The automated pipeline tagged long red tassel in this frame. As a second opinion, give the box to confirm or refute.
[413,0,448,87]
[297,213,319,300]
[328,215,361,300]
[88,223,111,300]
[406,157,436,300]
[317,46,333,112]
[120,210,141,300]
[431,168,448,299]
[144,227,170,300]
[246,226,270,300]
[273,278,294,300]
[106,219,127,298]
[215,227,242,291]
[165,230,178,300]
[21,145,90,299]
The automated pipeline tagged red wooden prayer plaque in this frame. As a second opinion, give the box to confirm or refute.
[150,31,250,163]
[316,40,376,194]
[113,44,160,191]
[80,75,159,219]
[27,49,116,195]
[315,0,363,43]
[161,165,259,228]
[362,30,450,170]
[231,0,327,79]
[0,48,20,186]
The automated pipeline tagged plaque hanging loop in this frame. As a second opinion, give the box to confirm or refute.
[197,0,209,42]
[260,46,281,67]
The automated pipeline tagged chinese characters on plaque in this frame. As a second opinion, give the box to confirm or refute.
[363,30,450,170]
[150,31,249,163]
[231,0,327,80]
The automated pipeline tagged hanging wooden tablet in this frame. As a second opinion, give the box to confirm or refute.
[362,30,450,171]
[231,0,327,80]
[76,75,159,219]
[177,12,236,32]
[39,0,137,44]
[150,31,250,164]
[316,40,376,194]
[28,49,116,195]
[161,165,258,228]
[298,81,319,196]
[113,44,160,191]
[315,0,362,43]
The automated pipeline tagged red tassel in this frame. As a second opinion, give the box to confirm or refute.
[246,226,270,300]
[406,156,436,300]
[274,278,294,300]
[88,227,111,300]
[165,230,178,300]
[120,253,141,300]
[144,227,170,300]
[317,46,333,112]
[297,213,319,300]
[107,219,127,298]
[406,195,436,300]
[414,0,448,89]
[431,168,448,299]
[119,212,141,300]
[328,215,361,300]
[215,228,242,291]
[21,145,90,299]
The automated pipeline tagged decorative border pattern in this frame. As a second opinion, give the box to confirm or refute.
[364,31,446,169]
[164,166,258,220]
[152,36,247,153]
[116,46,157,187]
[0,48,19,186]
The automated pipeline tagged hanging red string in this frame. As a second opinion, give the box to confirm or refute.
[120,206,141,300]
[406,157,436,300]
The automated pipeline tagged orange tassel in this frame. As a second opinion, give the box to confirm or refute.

...

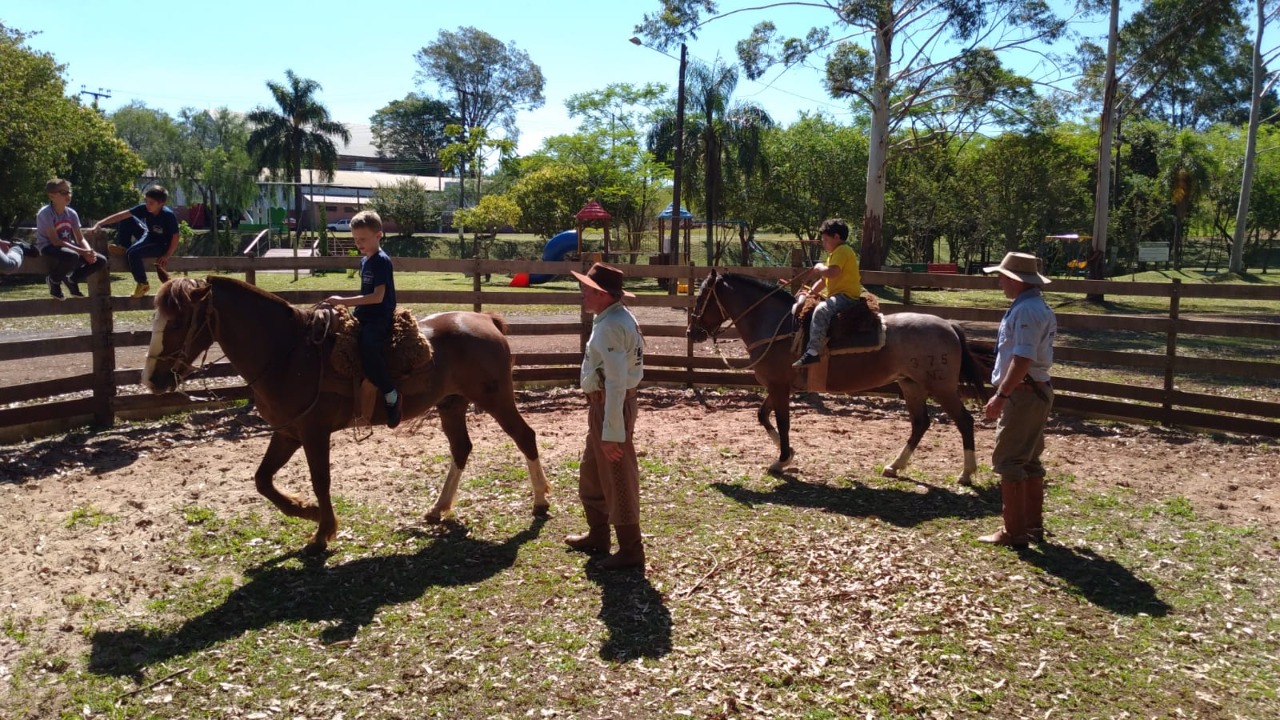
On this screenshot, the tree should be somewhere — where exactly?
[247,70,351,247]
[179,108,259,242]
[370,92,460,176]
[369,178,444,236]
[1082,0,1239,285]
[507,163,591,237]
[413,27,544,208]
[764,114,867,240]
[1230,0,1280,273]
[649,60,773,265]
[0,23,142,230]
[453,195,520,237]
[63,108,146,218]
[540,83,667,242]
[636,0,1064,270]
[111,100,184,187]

==

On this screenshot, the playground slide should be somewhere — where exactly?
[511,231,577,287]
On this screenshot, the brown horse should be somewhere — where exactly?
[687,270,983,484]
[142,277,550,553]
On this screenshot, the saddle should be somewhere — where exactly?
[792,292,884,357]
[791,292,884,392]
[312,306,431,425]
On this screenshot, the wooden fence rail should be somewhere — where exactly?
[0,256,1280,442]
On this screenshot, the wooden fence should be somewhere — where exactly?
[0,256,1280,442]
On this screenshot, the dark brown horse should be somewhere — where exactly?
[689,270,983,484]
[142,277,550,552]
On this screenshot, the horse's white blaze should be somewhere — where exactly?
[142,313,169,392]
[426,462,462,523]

> _What you need to do_: Count the lines of the records above that contain the string "hanging", treating uppercase and lowercase letters as different. Reply with the number alone.

> _Full answer_: 3